— START OF Exercise data —

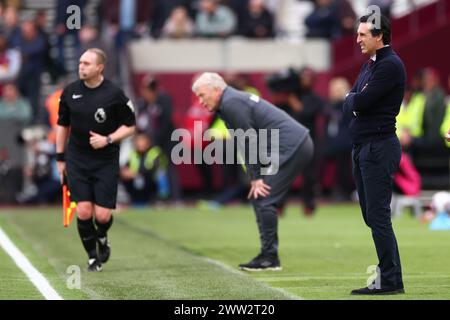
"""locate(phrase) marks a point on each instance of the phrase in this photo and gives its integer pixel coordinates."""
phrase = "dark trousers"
(280, 183)
(374, 164)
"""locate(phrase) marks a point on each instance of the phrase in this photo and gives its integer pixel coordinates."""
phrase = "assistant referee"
(94, 116)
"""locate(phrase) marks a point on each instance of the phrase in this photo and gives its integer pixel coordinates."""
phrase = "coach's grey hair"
(210, 79)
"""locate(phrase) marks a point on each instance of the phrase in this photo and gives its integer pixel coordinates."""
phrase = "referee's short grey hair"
(101, 55)
(210, 79)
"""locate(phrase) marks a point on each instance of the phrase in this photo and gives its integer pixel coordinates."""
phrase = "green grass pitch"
(190, 253)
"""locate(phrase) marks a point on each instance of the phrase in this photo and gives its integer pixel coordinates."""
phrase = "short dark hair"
(385, 26)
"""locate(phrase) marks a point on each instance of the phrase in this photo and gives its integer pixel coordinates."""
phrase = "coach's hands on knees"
(258, 188)
(97, 141)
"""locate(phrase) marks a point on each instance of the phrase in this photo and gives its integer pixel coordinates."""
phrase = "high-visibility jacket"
(445, 126)
(150, 158)
(410, 116)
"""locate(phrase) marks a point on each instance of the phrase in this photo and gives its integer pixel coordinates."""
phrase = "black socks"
(88, 236)
(102, 228)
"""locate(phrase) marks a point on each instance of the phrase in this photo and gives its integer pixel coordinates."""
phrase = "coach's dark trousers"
(374, 164)
(280, 183)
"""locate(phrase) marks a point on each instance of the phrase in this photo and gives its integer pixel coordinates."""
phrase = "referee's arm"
(98, 141)
(62, 133)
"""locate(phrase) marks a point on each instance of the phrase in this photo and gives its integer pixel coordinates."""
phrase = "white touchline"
(25, 265)
(229, 269)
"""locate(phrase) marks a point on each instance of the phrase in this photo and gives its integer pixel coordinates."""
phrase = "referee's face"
(89, 67)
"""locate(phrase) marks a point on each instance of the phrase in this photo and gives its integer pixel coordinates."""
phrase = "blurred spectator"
(162, 9)
(154, 118)
(33, 50)
(439, 213)
(10, 63)
(154, 112)
(127, 20)
(257, 21)
(347, 17)
(179, 24)
(410, 117)
(305, 106)
(337, 139)
(214, 19)
(384, 5)
(89, 38)
(145, 173)
(14, 107)
(11, 27)
(433, 114)
(52, 66)
(239, 7)
(52, 107)
(323, 22)
(42, 173)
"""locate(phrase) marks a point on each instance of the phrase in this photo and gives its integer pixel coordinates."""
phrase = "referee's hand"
(97, 141)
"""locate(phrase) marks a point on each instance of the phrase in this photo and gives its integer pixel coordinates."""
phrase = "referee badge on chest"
(100, 115)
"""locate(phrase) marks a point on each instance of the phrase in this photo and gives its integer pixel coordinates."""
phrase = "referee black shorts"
(93, 179)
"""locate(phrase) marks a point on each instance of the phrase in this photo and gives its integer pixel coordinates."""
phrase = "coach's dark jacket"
(375, 99)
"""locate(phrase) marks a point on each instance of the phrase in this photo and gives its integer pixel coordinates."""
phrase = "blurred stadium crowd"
(38, 56)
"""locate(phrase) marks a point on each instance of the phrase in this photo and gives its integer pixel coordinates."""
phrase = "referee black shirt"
(102, 110)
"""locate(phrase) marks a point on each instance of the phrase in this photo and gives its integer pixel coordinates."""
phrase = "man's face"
(209, 97)
(89, 67)
(368, 43)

— END OF Exercise data —

→ **Problem description**:
Pull out every line in the records above that contains the string "trousers", matching case exactly.

→ **Task answer**:
phrase = "dark trousers"
phrase = "coach's dark trousers"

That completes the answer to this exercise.